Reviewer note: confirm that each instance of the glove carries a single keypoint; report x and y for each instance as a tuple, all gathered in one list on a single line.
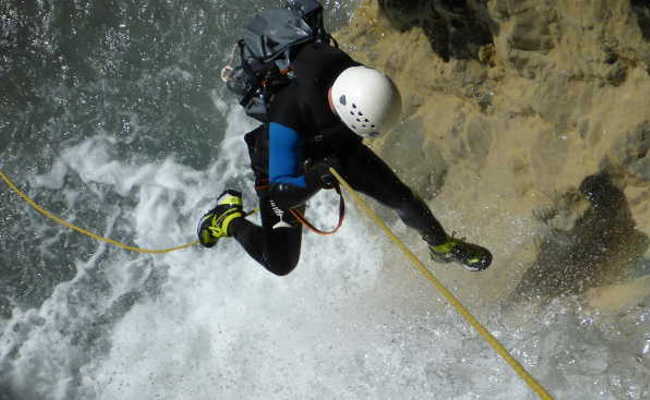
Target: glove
[(318, 173)]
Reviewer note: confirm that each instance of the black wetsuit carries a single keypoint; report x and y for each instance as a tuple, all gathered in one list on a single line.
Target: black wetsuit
[(302, 127)]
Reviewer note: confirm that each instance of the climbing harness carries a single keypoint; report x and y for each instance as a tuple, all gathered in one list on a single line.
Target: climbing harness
[(301, 218), (446, 293)]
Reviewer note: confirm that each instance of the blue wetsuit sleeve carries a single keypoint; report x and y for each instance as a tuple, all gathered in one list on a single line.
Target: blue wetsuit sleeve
[(285, 156)]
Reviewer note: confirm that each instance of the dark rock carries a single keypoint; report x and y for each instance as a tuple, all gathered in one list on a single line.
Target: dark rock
[(591, 250)]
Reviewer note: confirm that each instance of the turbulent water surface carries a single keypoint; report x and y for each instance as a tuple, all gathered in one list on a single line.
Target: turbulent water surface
[(113, 117)]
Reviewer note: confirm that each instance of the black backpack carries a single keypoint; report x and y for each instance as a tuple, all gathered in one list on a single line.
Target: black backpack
[(270, 42)]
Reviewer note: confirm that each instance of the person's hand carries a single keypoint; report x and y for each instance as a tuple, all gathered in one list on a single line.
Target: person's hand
[(319, 173)]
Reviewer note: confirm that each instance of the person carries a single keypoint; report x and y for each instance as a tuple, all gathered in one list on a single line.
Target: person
[(316, 121)]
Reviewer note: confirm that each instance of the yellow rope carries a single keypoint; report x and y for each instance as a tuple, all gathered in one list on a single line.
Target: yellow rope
[(59, 220), (460, 308)]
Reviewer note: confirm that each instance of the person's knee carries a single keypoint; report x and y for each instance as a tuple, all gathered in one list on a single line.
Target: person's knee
[(281, 265)]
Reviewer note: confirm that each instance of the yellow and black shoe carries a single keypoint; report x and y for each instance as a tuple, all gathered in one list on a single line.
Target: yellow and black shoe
[(216, 223), (473, 257)]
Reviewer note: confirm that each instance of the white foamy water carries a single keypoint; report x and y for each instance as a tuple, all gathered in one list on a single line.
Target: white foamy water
[(212, 324)]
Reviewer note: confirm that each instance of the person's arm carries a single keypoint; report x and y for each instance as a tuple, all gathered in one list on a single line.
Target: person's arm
[(289, 186)]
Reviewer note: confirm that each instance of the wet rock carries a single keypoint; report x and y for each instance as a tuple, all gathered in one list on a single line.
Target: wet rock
[(591, 237), (455, 28)]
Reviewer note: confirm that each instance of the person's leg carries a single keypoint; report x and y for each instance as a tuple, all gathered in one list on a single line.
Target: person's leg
[(275, 244), (369, 174)]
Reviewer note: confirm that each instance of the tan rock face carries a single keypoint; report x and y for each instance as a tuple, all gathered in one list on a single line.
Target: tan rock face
[(527, 126)]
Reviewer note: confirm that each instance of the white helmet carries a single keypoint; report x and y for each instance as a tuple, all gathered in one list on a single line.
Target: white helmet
[(366, 100)]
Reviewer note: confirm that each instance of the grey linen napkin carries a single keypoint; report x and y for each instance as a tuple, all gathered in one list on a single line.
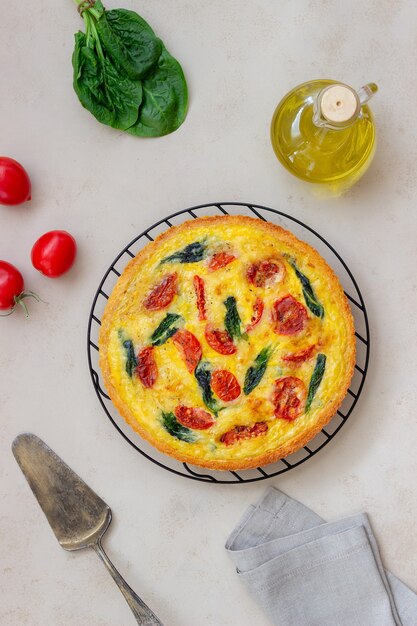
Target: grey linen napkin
[(306, 572)]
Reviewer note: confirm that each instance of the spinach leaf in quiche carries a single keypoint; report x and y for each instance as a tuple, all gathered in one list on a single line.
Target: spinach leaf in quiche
[(165, 330), (203, 376), (131, 360), (256, 371), (194, 252), (174, 428), (308, 292), (232, 319), (316, 379)]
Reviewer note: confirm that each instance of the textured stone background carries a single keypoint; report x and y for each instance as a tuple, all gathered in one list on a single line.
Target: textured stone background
[(240, 57)]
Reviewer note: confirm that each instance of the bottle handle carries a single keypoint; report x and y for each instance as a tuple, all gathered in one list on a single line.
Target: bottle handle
[(366, 92)]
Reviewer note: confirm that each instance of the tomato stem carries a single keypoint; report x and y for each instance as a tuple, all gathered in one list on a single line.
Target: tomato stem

Required work –
Ignore the images and quote every line of the listing exactly.

Output below –
Reviewer note: confirm that each instance of the glove carries a single keypoint; report x and y for each instance as a tuple, all gathered in one list on a single line.
Target: glove
[(318, 173)]
Reviewer note: confirm that each instance of the black wetsuit carries a single keypoint; report x and y for each instance as a tuple, all gathered in one list on a single line.
Target: black wetsuit
[(302, 127)]
Reviewer note: confirm that each instance of the climbing harness carries a single keypoint; report x and y for each instance as a tuple, all gathered in one list on a single line.
Target: climbing harness
[(301, 218), (446, 293)]
Reviewer note: confirm that each instance of the blue wetsuit sleeve carries a single keypoint; report x and y for each instance as a tuple, all gathered in one list on a single line.
Target: blue wetsuit sleeve
[(285, 156)]
Reviewer note: confirm that each instance of the dark rock carries a single keypoint; report x and y for each instance as a tuple, all gathered in one list on a single line.
Target: dark rock
[(591, 250)]
Reviewer note: confirm that each instance of the turbulent water surface carries a single keypoint; report x and y for each instance as a tuple, all gathered in one list on a single line.
Target: turbulent water surface
[(113, 117)]
Reviewer note: confirm that each instance of the black backpack carries a single keypoint; report x and y for each instance as a tuple, all gathered in one list on a single line.
Target: black backpack
[(270, 42)]
Reviewer note: confirm that each instance of the person's hand carries a single keypoint; report x and y for each instance as a tuple, all gathered in one list on a single line.
Target: person's hand
[(319, 173)]
Reviewer note: confirm that each instance of the person carries a single keypoint; report x and y for each instance as a tuple, all gathered in one list on a single line.
Target: person
[(316, 121)]
Reviewer note: confirm that each instance of the yellow rope carries a single keypoint; report x and y for each instance as a tuple, all gathered in one list on a single line.
Target: yellow rope
[(59, 220), (460, 308)]
Reviewer note: confirm that each instance of the person's knee carries a single keypoint; report x and y for each instance as a tuple, all gathered in one list on a single line.
Target: person's knee
[(281, 265)]
Reviewer note: confirm that each instance of the yellow and black shoe carries a single keypoint; report x and y for each instance as a tuple, all gathered in one list on a single line.
Target: yellow and black shoe
[(216, 223), (473, 257)]
Reviewer note: confirm that each instance of the white foamy water carries a single keypoint; report x and y for each instance as a tuple, all gathered in one list on a single line.
Target: white foamy water
[(212, 324)]
Reviewer note: confirm that each instance of the person's arm carries a single keypoint; report x and y for each instance as a tuple, all gathered in one list on a single line.
Target: person's arm
[(289, 186)]
Reviewer note: confirm that each instance of the wet rock carries a single keypoint; report x and y for each instance as a tuple, all gathered in one list on a single line.
Target: wet rock
[(591, 237), (455, 28)]
Reviewer note: confirm that each instance of the person's leg carries a single keypoint; report x and y for each instance as a tuple, all gathered in one list on a single line.
Target: person's leg
[(275, 244), (369, 174)]
Reviewer note: confirm that each instance of the tan rock face carries a single keypoint; report x and y for each instance as a tuple, all gathered in one list on a single line.
Target: tan rock face
[(527, 126)]
Reviewer note: confirm that each instance of the white helmet carries a single keypoint; report x and y for each instance as a tuple, all gathered in one list on a single line.
Target: white helmet
[(366, 100)]
Reviewer note: confirm that each instance of the grey linen napkin carries a single keypoint; report x and y for each instance as a tuple, all gathered in one list on a single line.
Target: grey linen napkin
[(306, 572)]
Reviewer note: confirm that each instance of the spinach leaf in quiche carries a single keypoint; report x and y for each instance as a tuple, all gathered in one list on a single line.
Target: spinach leaf in quiche
[(165, 330), (203, 376), (131, 360), (256, 371), (194, 252), (174, 428), (308, 292), (232, 319), (316, 379)]
Reviewer note: confirm that each instance of the textured stone background carries a single keypoint; report x and y for each instance as a tuple, all gathered in one list on a single line.
Target: textured stone background
[(240, 57)]
Reviewer note: confirm that each instance of the bottle handle carries a single keypoint; report x and y for each instance as a tuple, all gathered in one list on a single line.
Target: bottle handle
[(366, 92)]
Reviewer note: confirm that each instance of the tomato stem carries a single keypoint; report x and y for each instance as a tuple, all gathered in one list on a single line.
Target: tomato stem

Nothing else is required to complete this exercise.